Data to process =>

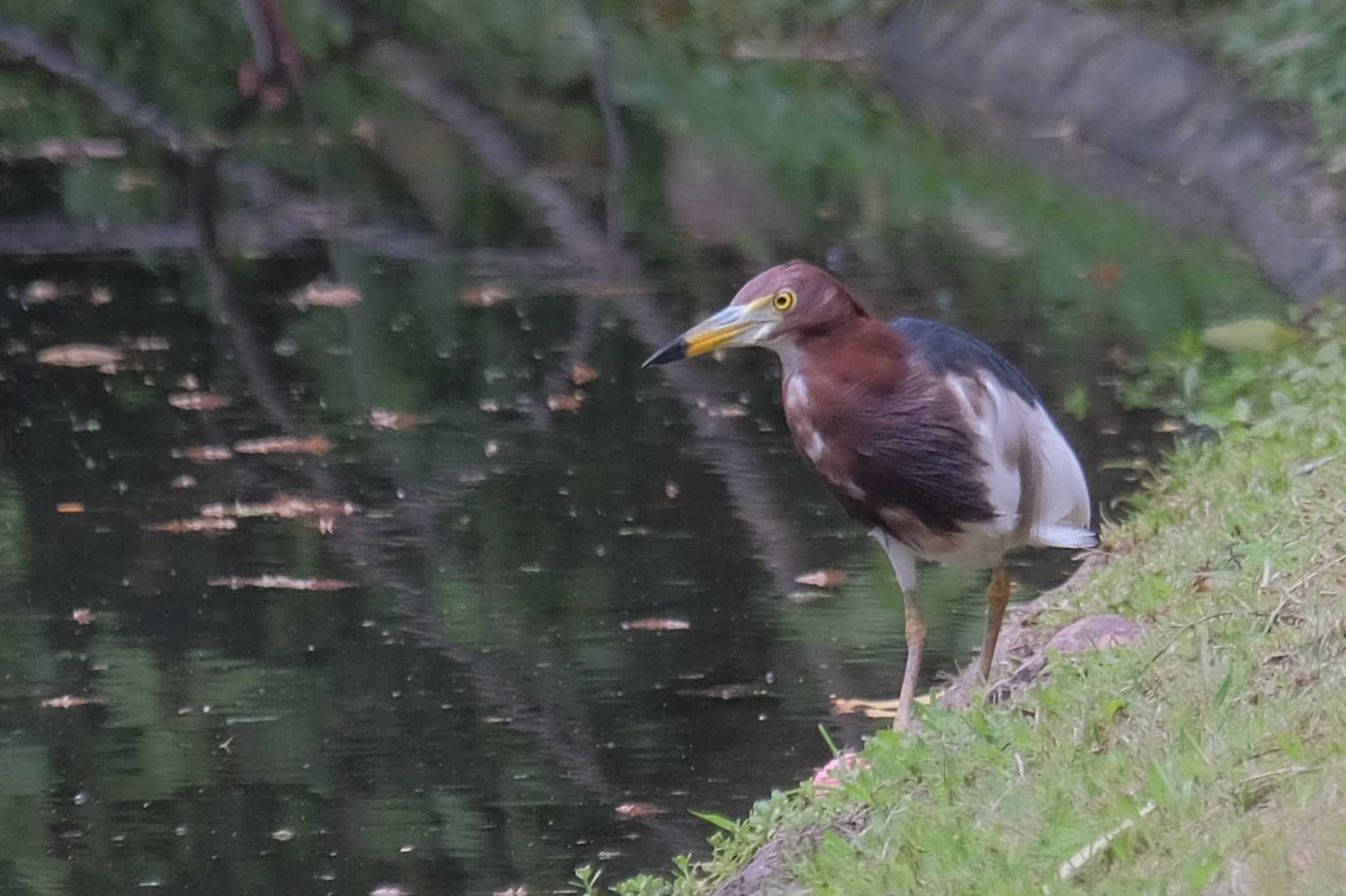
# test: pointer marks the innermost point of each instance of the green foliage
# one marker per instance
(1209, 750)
* * *
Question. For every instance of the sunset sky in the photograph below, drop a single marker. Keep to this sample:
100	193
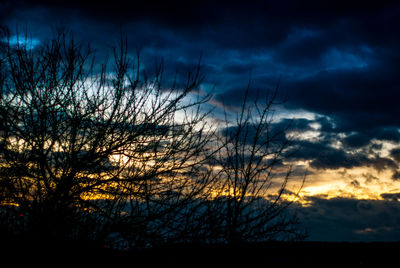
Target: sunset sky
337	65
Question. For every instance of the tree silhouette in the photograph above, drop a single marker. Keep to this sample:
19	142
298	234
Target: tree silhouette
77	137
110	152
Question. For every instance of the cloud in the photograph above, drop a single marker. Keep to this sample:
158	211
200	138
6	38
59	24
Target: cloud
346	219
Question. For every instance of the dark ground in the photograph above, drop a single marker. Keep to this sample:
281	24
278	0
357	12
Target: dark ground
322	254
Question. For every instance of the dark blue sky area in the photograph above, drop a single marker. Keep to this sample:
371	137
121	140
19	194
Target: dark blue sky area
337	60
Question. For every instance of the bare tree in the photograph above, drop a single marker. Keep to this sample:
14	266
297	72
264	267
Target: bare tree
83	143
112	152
* * *
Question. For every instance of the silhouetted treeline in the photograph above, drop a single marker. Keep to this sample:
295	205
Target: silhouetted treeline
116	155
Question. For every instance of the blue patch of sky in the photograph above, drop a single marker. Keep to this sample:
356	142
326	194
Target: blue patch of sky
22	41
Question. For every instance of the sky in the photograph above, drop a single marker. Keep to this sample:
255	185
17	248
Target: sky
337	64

What needs to be done => Count the lines in the items above that contain the word "cloud" and reply with only that number.

Written solution => 2